### JOB:
Can you render the entries, from their first line through the line containing "box: [324, 298, 448, 331]", as a numbered list with both ends included and blank lines left out?
SOURCE MATERIAL section start
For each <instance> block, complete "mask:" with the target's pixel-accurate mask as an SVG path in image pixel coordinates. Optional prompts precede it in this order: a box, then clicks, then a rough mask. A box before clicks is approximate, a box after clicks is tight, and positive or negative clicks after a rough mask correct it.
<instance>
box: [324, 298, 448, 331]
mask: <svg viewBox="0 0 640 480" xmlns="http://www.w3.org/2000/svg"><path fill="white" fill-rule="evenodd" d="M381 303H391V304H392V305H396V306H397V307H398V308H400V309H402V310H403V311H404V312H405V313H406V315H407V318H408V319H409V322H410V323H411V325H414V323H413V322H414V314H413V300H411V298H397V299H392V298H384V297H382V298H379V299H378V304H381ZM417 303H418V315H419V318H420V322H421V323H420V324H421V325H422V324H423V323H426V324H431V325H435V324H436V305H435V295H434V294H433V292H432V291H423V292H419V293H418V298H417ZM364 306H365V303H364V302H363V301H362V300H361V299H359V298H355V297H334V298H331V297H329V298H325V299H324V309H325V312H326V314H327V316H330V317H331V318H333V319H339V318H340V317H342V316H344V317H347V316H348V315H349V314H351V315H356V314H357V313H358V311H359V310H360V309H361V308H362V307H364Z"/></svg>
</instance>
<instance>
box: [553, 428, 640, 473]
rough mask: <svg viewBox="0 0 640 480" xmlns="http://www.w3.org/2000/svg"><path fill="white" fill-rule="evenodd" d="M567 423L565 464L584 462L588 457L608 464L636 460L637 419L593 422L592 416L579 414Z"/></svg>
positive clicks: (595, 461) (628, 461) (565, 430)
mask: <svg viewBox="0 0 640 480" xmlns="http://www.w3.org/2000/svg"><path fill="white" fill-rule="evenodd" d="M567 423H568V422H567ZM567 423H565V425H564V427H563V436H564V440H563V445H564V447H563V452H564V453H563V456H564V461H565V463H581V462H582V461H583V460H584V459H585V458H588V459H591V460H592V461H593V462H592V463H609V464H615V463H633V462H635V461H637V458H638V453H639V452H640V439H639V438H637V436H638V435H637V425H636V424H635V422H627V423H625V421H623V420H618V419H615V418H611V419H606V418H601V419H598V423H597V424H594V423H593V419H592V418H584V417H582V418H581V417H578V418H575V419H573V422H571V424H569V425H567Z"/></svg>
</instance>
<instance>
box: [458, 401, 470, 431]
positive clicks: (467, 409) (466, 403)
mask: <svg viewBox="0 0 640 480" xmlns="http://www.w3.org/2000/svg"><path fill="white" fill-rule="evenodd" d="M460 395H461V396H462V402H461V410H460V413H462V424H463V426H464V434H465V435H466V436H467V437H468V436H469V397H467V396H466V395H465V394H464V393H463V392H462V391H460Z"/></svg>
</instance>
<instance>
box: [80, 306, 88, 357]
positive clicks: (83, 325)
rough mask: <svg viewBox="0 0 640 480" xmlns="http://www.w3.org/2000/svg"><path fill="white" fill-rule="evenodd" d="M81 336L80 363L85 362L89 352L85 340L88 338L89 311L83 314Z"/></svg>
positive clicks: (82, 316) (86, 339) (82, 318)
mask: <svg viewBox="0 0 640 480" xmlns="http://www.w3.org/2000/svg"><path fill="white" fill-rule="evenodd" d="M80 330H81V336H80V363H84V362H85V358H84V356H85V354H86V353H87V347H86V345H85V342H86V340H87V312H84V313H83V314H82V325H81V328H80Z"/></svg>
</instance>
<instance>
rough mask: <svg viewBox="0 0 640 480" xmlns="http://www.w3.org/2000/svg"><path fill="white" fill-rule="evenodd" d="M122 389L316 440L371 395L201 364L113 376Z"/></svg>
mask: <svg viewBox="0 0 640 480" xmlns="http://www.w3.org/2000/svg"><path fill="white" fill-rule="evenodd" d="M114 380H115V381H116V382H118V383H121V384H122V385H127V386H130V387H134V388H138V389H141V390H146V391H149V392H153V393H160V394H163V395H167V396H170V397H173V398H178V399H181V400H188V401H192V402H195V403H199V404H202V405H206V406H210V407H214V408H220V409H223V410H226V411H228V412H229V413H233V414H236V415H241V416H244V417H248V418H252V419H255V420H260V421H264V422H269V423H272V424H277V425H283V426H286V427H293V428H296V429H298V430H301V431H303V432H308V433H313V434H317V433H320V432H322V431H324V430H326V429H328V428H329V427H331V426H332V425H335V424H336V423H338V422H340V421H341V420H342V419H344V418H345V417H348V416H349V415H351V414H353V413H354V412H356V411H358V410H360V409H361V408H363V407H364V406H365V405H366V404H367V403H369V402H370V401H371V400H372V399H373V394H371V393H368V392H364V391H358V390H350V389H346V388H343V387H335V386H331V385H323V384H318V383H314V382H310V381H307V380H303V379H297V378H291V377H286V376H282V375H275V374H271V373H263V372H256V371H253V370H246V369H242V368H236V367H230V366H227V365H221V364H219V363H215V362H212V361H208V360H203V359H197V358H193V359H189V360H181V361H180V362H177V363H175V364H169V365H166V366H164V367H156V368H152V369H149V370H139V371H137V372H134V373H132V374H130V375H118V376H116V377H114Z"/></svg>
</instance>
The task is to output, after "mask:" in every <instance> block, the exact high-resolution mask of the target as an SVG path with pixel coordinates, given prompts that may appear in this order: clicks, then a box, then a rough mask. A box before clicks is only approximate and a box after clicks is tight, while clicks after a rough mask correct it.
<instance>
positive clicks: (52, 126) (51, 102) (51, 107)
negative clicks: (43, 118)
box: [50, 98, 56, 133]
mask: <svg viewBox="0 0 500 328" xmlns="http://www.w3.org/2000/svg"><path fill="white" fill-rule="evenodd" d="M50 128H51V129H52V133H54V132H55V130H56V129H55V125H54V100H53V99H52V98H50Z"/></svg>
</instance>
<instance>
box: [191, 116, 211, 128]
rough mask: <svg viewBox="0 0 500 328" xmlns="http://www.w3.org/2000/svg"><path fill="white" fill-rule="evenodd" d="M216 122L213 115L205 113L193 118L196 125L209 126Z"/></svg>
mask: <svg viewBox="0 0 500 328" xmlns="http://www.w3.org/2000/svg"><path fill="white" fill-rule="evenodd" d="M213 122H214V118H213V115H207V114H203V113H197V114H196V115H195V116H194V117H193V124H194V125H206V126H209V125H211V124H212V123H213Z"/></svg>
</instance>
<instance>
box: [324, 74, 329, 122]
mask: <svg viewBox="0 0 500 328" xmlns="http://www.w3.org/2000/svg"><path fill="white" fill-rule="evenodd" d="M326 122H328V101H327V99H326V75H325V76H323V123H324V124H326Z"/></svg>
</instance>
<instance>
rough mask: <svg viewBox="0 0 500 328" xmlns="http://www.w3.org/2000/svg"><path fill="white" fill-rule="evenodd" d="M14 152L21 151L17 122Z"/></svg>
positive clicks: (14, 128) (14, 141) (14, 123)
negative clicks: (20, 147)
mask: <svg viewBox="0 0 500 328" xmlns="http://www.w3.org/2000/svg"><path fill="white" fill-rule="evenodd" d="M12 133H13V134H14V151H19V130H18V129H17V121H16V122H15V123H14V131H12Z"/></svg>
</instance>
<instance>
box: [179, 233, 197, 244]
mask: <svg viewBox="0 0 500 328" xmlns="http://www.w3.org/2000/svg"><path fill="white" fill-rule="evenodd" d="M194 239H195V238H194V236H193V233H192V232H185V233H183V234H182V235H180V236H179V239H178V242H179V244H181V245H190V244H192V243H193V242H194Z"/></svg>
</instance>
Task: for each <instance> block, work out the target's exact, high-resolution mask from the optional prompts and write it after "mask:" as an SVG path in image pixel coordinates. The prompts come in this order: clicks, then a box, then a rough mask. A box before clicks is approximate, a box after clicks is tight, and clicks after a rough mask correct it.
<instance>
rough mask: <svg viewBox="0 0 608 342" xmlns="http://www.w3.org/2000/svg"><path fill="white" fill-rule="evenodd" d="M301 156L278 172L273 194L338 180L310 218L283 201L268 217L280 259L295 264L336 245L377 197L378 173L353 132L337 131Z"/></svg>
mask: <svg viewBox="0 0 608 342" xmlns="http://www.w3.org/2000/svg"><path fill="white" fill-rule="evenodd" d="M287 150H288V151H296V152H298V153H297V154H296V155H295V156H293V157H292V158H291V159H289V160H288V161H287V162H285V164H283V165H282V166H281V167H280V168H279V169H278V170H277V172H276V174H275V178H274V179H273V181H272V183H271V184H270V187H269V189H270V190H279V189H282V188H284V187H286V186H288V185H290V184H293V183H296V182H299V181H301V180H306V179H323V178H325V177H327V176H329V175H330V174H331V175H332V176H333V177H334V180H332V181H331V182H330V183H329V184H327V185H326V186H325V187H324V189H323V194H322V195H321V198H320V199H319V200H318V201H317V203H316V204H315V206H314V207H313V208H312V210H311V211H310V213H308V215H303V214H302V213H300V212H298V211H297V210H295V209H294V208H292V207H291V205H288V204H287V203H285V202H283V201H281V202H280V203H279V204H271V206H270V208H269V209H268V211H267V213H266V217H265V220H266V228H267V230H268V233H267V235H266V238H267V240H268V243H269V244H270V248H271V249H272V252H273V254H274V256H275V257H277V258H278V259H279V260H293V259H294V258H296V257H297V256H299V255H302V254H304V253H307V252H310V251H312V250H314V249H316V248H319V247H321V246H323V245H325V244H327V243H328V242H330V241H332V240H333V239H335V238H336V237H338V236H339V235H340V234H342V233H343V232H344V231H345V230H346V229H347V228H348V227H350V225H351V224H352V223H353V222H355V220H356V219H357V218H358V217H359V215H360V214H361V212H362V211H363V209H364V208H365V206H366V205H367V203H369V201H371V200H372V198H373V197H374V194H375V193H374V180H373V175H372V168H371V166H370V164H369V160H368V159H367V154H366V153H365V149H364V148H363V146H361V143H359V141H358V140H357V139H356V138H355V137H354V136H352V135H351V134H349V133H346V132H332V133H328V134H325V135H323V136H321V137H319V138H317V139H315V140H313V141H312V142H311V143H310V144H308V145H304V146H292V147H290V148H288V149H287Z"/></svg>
SOURCE MATERIAL section end
### OUTPUT:
1. For each <instance> block, complete "mask:" with the target's pixel-accurate mask as an SVG path in image pixel coordinates. Optional prompts precede it in this order: a box, then clicks, then a rough mask. A box before clicks is approximate, a box after clicks is tight, and positive or negative clicks after a rough mask correct it.
2. <instance>
3. box: [324, 298, 448, 331]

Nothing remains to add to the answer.